WHAT THIS EXERCISE ASKS:
1. Answer these questions about the mailing list message on out-of-memory errors, one line each.
(a) On which mailing list was the message posted?
(b) Who sent it?
(c) Whose earlier message does it reply to?
2. Write the next few sentences of the mailing list message on out-of-memory errors, picking up after its final line.

Re: Out of Memory errors are frustrating as heck! - Mailing list pgsql-performance
From | Gunther |
---|---|
Subject | Re: Out of Memory errors are frustrating as heck! |
Date | |
Msg-id | 2682858c-7916-11fe-d7e8-7c649afbbc74@gusw.net Whole thread Raw |
In response to | Re: Out of Memory errors are frustrating as heck! (Jeff Janes <jeff.janes@gmail.com>) |
Responses |
Re: Out of Memory errors are frustrating as heck!
Re: Out of Memory errors are frustrating as heck! Re: Out of Memory errors are frustrating as heck! |
List | pgsql-performance |
OK Guys, you are very kind to continue taking an interest in this matter.
I will try what I can to help squish the bug.

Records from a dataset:

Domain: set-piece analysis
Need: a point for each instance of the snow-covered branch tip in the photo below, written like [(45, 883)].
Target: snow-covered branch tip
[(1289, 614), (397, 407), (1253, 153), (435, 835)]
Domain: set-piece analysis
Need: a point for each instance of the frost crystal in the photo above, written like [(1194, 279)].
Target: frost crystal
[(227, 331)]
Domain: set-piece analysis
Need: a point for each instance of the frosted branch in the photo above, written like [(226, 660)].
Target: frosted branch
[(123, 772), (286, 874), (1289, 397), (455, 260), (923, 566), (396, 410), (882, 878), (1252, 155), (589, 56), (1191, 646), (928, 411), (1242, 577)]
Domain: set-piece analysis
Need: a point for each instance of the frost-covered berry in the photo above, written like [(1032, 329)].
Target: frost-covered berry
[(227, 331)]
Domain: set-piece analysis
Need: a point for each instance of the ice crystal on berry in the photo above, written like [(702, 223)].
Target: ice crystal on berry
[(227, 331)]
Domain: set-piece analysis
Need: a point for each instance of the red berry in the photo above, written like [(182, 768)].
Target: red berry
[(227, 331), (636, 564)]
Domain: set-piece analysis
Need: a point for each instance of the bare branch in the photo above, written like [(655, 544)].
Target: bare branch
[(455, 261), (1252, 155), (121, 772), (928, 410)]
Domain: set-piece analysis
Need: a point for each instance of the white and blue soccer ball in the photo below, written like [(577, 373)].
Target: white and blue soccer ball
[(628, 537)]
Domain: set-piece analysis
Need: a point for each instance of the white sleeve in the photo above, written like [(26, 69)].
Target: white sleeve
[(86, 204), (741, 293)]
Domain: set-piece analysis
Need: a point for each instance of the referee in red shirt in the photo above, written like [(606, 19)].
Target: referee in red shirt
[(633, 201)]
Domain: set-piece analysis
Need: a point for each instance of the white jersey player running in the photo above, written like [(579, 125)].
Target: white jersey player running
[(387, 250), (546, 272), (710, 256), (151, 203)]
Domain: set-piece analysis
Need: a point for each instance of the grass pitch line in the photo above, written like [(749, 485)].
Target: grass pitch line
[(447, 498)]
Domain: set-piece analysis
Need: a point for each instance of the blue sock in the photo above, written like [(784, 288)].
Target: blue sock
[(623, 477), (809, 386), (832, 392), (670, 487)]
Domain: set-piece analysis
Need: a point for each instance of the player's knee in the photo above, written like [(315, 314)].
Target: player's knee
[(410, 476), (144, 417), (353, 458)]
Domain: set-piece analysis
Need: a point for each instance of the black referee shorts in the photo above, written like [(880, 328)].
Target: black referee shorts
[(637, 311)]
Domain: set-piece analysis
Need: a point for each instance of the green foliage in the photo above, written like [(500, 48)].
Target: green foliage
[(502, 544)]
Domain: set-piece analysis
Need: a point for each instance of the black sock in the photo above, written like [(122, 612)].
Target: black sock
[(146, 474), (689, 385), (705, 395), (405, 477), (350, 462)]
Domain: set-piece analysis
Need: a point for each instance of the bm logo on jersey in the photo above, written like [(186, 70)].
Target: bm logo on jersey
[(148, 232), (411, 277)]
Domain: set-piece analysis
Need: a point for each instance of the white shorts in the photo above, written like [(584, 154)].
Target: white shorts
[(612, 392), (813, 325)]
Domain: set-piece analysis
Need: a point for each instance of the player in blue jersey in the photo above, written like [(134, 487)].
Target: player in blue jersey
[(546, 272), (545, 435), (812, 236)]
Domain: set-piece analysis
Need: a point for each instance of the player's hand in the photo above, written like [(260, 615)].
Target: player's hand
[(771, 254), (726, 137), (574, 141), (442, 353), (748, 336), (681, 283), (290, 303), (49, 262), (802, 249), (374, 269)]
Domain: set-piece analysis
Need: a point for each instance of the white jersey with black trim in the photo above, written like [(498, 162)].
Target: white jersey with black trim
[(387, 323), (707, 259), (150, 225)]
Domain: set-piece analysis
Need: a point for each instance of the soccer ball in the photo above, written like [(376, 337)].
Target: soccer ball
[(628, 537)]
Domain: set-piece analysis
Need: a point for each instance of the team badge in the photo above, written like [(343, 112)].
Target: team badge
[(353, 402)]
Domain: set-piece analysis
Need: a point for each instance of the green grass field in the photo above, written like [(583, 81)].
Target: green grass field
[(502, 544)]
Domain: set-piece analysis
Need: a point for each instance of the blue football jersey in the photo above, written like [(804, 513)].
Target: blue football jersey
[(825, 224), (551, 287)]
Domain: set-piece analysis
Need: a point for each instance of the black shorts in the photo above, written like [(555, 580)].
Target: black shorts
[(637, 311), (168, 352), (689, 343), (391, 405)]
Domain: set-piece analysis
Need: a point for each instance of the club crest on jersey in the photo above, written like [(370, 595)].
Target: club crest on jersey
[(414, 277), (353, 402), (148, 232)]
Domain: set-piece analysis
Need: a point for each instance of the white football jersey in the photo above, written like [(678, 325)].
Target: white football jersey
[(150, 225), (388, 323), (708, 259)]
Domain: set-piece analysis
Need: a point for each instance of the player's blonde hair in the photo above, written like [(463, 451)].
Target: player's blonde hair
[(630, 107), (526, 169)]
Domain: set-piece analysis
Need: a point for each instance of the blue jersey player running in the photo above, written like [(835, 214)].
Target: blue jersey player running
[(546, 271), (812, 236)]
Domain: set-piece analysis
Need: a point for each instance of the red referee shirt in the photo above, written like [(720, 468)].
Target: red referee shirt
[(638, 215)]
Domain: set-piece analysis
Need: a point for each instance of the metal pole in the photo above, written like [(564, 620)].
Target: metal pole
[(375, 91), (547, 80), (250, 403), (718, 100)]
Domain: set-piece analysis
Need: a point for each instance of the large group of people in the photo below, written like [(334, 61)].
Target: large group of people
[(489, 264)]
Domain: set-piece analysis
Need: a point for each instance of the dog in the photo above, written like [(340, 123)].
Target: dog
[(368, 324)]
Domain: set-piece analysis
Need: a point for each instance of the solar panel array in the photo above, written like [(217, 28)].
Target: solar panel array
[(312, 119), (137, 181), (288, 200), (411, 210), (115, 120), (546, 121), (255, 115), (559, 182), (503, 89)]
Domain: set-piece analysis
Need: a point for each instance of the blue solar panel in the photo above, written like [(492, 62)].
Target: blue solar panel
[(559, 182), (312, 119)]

* * *

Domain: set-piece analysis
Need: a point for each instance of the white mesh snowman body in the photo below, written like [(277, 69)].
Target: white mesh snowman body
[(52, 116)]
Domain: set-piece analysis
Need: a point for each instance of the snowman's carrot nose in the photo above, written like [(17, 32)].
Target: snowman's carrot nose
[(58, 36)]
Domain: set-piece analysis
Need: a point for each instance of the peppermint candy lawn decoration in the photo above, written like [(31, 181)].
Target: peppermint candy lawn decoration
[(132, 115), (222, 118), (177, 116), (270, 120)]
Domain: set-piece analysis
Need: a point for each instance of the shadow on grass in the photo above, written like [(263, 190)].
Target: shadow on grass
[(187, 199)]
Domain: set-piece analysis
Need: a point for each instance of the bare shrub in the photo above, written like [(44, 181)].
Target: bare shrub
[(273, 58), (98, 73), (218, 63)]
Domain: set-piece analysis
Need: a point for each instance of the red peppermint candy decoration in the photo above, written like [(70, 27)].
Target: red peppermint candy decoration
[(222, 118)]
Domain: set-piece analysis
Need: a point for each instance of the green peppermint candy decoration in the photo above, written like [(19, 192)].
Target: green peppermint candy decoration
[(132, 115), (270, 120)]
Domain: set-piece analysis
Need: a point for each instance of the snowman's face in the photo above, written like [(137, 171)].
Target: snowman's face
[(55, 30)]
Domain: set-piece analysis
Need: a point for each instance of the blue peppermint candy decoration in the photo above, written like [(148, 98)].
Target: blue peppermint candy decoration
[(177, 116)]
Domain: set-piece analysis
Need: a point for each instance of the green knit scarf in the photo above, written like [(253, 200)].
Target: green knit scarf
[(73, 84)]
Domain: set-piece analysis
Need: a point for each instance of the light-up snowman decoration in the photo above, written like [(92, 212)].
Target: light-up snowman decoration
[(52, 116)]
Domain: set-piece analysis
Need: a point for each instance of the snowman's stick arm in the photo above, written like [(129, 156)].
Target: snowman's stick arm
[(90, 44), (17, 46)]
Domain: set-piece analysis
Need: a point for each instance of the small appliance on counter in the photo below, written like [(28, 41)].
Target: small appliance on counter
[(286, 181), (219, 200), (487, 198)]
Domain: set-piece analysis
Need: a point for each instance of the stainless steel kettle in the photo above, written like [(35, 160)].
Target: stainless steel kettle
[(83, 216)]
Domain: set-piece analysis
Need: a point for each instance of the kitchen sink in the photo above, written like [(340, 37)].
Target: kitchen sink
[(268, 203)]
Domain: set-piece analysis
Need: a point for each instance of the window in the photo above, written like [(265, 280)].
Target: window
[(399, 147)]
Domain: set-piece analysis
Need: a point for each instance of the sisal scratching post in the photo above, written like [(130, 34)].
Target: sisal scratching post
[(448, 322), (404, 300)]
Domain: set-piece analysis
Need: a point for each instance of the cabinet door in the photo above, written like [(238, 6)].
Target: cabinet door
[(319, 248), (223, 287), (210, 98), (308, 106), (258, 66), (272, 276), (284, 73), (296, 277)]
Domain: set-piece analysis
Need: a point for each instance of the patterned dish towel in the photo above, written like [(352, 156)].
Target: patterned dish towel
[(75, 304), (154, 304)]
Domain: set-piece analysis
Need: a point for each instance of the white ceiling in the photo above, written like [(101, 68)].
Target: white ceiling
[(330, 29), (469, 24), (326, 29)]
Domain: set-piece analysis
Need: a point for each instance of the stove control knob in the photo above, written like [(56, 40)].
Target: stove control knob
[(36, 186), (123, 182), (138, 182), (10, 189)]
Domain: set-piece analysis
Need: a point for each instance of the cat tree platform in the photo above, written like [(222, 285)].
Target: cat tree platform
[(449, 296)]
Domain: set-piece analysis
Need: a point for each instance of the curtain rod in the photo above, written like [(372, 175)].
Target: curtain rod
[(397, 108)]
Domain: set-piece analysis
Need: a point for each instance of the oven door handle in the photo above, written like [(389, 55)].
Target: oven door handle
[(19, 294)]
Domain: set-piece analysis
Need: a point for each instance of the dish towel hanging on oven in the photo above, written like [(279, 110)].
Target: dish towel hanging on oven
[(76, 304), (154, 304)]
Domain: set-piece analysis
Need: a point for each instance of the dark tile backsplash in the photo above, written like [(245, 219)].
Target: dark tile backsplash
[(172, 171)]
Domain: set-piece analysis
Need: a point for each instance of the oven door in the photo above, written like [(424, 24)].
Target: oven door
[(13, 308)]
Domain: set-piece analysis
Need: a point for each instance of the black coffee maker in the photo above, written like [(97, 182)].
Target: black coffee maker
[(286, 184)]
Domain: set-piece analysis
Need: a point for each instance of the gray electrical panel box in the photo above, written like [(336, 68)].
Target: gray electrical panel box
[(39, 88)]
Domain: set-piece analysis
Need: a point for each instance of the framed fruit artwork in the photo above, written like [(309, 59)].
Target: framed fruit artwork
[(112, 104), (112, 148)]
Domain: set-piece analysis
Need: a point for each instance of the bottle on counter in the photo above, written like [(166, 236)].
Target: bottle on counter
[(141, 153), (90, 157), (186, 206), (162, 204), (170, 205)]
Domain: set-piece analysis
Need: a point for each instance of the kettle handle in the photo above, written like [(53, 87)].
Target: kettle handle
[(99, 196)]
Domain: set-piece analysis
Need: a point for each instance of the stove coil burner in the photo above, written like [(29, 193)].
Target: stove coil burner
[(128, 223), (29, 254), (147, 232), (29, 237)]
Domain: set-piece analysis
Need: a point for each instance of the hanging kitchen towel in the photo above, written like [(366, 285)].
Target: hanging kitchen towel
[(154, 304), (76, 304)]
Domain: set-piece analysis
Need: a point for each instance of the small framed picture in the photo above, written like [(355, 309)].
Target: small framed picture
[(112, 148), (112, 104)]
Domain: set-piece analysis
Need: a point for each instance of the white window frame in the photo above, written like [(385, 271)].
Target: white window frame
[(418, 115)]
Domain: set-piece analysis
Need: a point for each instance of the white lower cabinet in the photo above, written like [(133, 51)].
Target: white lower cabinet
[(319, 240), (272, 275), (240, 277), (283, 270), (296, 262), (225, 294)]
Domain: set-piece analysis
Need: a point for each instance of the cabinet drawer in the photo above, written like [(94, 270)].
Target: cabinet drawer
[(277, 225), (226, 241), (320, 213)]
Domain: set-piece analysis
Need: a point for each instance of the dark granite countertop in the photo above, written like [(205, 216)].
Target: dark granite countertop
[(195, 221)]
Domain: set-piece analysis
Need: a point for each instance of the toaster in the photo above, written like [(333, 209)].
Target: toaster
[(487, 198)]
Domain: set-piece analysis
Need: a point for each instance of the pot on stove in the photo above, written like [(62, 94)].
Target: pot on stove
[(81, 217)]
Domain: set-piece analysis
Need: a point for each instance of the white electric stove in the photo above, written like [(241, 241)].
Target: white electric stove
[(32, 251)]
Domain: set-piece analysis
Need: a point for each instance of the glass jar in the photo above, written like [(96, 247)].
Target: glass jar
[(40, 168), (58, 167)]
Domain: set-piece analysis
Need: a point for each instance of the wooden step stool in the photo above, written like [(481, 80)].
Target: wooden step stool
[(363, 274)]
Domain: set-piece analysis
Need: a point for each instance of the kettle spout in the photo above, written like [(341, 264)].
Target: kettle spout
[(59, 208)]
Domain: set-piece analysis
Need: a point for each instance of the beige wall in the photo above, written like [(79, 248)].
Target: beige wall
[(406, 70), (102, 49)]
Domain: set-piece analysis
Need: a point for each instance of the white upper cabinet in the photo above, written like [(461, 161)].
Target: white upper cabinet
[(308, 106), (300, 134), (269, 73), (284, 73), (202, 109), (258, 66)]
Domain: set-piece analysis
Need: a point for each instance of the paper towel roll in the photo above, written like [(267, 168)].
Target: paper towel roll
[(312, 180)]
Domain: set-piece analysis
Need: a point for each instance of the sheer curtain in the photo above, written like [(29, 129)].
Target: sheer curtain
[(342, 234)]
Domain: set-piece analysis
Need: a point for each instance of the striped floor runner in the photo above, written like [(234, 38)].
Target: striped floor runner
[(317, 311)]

IN RESPONSE:
1.
(a) pgsql-performance
(b) Gunther
(c) Jeff Janes

2.
Tomas Vondra just added a good idea that explains why I get the out of memory with still having so much cache available:
# sysctl vm.overcommit_memory vm.overcommit_memory = 2 # sysctl vm.overcommit_ratio vm.overcommit_ratio = 50
as he predicted.
# cat /proc/meminfo |grep Commit CommitLimit: 3955192 kB Committed_AS: 2937352 kB
So I thing that explains why it turns into an out of memory error. We don't worry or wonder about that any more. I will change that parameter in the future to allow for some spikes. But it's not going to resolve the underlying memory leak issue.
Now I run explain analyze SELECT ... without the INSERT.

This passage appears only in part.